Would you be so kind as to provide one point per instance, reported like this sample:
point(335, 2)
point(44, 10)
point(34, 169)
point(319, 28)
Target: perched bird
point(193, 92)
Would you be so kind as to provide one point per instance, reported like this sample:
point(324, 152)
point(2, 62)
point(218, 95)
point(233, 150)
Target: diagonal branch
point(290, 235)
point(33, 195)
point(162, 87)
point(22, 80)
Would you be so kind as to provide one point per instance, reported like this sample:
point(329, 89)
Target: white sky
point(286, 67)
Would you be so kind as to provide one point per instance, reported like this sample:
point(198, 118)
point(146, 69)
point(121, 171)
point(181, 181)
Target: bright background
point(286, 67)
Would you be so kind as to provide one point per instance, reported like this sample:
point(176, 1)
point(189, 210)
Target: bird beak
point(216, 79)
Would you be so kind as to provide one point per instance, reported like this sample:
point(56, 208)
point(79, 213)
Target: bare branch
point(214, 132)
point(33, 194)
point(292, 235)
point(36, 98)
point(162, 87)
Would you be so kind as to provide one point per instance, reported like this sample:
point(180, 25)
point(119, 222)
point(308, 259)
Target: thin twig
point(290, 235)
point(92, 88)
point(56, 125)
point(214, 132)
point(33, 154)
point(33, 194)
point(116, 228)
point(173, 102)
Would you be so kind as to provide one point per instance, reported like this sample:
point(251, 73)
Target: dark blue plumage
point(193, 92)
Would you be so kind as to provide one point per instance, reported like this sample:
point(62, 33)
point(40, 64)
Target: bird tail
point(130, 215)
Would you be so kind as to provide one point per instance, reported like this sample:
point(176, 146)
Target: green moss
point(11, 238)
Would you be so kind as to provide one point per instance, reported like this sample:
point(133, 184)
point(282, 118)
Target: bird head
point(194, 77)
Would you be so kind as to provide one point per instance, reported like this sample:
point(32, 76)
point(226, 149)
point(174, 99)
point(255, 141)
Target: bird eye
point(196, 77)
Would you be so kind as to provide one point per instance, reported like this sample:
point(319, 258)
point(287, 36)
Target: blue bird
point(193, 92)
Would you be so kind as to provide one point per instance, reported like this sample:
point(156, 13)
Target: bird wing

__________

Rewrite all of the items above as a single numbered list with one line per entry, omitting any blank lines.

1. Would you be so kind as to provide one point per instance, reported like this sample:
2. point(335, 2)
3. point(44, 10)
4. point(34, 169)
5. point(319, 28)
6. Target: perched bird
7. point(193, 92)
8. Would you be so kind as to provide one point per instance, reported like this sample:
9. point(324, 152)
10. point(2, 62)
11. point(218, 95)
12. point(233, 150)
13. Target: diagonal branch
14. point(290, 235)
15. point(33, 195)
16. point(162, 87)
17. point(22, 80)
18. Would you be so kind as to provide one point per instance, reported like this sample:
19. point(329, 89)
20. Target: white sky
21. point(286, 67)
22. Would you be so kind as to provide one point per instance, reported like this sample:
23. point(198, 118)
24. point(146, 69)
25. point(121, 171)
26. point(181, 181)
27. Target: bright background
28. point(286, 67)
29. Would you be so kind as to provide one point per instance, reported like this sample:
30. point(176, 1)
31. point(189, 210)
32. Target: bird beak
33. point(216, 79)
34. Would you be so kind as to provide one point per instance, reported like this sample:
35. point(56, 208)
36. point(79, 213)
37. Target: bare branch
38. point(214, 132)
39. point(33, 194)
40. point(292, 235)
41. point(36, 98)
42. point(162, 87)
43. Would you be so kind as to provide one point per instance, reported like this sample:
44. point(180, 25)
45. point(119, 222)
46. point(308, 259)
47. Target: thin twig
48. point(290, 235)
49. point(92, 88)
50. point(56, 125)
51. point(214, 132)
52. point(33, 154)
53. point(33, 194)
54. point(116, 228)
55. point(173, 102)
56. Would you be so kind as to provide one point per instance, reported like this sample:
57. point(251, 73)
58. Target: dark blue plumage
59. point(193, 92)
60. Would you be so kind as to provide one point per instance, reported like this sample:
61. point(62, 33)
62. point(40, 64)
63. Target: bird tail
64. point(130, 215)
65. Would you be so kind as to provide one point per instance, reported like this sample:
66. point(176, 146)
67. Target: green moss
68. point(11, 238)
69. Would you be so kind as to provide one point per instance, reported like this sample:
70. point(133, 184)
71. point(282, 118)
72. Target: bird head
73. point(194, 77)
74. Would you be so kind as to provide one point per instance, reported like this sample:
75. point(32, 76)
76. point(226, 149)
77. point(174, 99)
78. point(255, 141)
79. Target: bird eye
80. point(196, 77)
81. Would you be so kind as to provide one point per instance, reported like this sample:
82. point(319, 258)
83. point(287, 36)
84. Target: blue bird
85. point(193, 92)
86. Would you be so kind as to provide one point per instance, reported like this sample:
87. point(156, 13)
88. Target: bird wing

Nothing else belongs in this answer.